Page excerpt ▸
## begin

The River Medlock flood of 1872 culminating in coffins being washed from Philips Park Cemetery.
According to “Lancashire Pastimes,” Dennis Ball, 1987 and “The Story of Failsworth,” by the same author, 1975, the incident took place on 13th July 1886. I am sure that this should read 13th July 1872, unless two identical floods took place on identical dates but in different years. The Medlock did flood on Wakes Sunday 1886, washing away the footbridge at Daisy Nook, but the “coffin” incident happened in 1872, when it was recorded “The rainfall has not been equalled within the memory of the present generation. The gauges show (Sat) that 2.2ins of rain fell. The fall was almost as large as that of the previous 12 days which were often wet.”

From The Manchester Historical Recorder 1872

“The most disastrous flood which has ever visited Manchester and neighbourhood occurred July 13.
Far different was the state of affairs along the course of the (River) Medlock, and it was on the banks of this river that the effects of the rainstorm was felt most disastrously. The water began to rise about 11 o’clock, but it was past 12 before it attained the di­mensions of an irresistible flood, and then it bore all before it.

## end

Written tasks ▸
1. In the Medlock flood text, how much rain did the gauges show had fallen on the Saturday?
2. Write out the part of the Medlock flood text starting with "Far different was" and going on through "all before it.".
3. Turn the paragraph of the Medlock flood text that begins "According to “Lancashire Pastimes,”" into a short list that keeps its main facts.

Data shown ▸

## begin

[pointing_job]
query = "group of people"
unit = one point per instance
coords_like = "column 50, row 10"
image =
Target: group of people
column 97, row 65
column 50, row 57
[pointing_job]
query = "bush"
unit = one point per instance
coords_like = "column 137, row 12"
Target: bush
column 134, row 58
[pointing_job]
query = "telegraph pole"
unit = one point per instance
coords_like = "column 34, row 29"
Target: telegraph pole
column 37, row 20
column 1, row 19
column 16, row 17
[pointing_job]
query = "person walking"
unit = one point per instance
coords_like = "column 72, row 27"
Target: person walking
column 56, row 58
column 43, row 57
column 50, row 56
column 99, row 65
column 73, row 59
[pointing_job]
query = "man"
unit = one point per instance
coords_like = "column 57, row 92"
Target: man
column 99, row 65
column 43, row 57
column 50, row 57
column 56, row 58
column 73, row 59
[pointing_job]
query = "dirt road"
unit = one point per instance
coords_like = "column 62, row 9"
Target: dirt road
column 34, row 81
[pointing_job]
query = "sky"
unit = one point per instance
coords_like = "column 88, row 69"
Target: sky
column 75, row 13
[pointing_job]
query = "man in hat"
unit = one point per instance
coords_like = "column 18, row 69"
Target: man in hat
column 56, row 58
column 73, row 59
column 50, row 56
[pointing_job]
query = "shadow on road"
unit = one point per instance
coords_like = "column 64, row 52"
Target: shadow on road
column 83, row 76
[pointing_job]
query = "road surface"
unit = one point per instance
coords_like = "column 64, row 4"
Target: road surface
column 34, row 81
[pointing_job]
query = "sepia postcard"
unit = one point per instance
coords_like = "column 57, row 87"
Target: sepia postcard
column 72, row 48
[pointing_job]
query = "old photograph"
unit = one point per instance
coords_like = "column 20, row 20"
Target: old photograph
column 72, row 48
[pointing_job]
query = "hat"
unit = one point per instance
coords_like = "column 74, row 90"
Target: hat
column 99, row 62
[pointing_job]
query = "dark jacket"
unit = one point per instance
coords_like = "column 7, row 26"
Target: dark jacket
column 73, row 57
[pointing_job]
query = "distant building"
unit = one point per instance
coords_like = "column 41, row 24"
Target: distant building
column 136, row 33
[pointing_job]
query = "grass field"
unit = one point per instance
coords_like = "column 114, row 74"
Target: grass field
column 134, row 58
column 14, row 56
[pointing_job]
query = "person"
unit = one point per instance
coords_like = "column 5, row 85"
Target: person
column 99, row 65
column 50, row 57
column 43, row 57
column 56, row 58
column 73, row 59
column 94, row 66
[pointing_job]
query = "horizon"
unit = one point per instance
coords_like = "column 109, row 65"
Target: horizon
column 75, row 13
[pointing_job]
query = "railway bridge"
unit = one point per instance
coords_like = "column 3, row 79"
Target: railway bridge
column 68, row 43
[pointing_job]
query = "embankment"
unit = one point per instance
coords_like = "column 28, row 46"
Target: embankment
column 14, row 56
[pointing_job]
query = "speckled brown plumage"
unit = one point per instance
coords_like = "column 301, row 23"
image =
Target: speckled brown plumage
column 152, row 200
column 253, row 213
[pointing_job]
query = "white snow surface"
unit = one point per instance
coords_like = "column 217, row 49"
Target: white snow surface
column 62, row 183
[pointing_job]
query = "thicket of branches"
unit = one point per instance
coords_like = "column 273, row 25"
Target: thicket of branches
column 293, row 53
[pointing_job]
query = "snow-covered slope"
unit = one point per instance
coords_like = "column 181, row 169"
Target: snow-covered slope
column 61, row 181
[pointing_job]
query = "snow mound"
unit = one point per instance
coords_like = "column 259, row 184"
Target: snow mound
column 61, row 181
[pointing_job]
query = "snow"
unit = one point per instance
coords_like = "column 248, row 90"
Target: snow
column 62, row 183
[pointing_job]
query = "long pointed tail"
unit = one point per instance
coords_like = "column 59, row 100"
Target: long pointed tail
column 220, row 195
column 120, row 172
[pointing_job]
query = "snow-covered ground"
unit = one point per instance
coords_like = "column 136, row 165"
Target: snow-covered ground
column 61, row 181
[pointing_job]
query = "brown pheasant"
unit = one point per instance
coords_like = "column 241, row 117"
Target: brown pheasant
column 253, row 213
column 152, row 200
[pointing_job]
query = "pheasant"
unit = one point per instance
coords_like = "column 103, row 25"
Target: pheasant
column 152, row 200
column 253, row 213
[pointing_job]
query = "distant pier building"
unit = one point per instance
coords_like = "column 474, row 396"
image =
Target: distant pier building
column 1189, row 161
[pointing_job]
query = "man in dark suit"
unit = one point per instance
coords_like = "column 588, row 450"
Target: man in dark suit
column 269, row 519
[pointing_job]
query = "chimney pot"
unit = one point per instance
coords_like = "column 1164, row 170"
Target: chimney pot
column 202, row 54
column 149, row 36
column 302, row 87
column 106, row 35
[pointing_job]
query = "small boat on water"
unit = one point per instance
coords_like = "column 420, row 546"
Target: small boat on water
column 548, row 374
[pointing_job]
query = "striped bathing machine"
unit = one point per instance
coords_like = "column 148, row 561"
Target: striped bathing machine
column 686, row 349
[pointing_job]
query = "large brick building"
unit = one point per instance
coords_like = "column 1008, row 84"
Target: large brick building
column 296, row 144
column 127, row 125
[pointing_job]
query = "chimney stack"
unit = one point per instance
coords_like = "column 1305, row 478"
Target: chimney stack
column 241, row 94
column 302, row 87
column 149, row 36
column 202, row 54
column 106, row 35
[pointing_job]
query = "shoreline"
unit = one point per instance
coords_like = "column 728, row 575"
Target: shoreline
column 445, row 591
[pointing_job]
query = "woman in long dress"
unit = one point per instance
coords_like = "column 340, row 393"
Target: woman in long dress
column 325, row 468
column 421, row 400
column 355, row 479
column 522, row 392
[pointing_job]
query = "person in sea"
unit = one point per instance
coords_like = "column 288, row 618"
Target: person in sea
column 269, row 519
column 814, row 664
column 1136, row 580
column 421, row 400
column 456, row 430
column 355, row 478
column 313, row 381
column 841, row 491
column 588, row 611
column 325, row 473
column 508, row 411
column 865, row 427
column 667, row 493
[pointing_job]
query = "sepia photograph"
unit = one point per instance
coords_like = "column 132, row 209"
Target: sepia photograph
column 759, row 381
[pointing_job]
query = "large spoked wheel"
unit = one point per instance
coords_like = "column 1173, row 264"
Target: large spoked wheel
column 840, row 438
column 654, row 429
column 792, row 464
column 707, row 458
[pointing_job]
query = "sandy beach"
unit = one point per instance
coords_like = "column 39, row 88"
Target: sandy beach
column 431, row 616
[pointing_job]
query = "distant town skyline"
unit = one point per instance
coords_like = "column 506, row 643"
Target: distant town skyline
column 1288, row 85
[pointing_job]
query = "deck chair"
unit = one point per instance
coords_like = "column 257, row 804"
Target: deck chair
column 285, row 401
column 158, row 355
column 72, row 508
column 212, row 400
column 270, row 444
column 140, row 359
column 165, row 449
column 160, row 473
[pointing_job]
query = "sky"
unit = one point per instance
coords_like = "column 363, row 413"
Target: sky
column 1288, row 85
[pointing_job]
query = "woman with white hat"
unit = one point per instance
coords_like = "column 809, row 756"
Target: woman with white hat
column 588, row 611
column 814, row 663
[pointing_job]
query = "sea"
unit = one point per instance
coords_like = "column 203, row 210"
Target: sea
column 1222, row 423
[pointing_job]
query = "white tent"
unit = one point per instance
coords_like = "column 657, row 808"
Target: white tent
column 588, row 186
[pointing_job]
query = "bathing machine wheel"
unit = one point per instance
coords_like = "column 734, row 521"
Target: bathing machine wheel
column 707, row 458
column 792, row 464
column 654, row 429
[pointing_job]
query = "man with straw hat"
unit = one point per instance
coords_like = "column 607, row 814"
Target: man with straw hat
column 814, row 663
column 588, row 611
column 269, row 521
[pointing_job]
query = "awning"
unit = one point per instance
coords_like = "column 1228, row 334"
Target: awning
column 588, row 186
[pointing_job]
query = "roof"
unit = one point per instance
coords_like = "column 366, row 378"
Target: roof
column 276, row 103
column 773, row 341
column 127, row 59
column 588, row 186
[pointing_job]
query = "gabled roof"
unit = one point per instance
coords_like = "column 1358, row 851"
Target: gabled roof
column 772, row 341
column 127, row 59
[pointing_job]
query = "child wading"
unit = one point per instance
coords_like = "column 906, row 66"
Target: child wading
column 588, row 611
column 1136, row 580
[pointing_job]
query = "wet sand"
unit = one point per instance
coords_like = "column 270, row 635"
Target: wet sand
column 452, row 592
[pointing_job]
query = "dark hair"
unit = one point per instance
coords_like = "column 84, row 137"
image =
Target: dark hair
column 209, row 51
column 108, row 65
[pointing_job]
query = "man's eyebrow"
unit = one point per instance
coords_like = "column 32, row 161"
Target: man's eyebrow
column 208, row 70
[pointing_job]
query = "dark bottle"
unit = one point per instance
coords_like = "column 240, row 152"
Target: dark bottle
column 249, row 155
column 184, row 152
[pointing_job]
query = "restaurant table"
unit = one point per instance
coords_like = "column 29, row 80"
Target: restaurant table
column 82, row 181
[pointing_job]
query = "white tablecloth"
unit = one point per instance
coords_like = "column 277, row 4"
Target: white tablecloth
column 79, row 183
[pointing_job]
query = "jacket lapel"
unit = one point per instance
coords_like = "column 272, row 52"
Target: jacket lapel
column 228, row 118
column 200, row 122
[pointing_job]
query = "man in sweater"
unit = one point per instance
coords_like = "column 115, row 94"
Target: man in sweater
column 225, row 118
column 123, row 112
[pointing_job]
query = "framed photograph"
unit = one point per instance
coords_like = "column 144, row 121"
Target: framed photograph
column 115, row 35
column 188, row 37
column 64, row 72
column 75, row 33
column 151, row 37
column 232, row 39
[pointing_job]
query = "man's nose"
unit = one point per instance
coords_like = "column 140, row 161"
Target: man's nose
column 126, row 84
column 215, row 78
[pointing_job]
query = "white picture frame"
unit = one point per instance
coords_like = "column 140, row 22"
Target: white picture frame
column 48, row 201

## end

Answers given ▸
1. 2.2 inches.

2.
Far different was the state of affairs along the course of the (River) Medlock, and it was on the banks of this river that the effects of the rainstorm was felt most disastrously. The water began to rise about 11 o’clock, but it was past 12 before it attained the di­mensions of an irresistible flood, and then it bore all before it.

3.
- Two books by Dennis Ball, "Lancashire Pastimes" (1987) and "The Story of Failsworth" (1975), give the date of the incident as 13th July 1886.
- The writer believes the date should be 13th July 1872.
- The Medlock did flood on Wakes Sunday 1886 and washed away the footbridge at Daisy Nook.
- The coffin incident happened in 1872. That year, gauges showed that 2.2 inches of rain fell on the Saturday, almost as much as in the previous 12 days.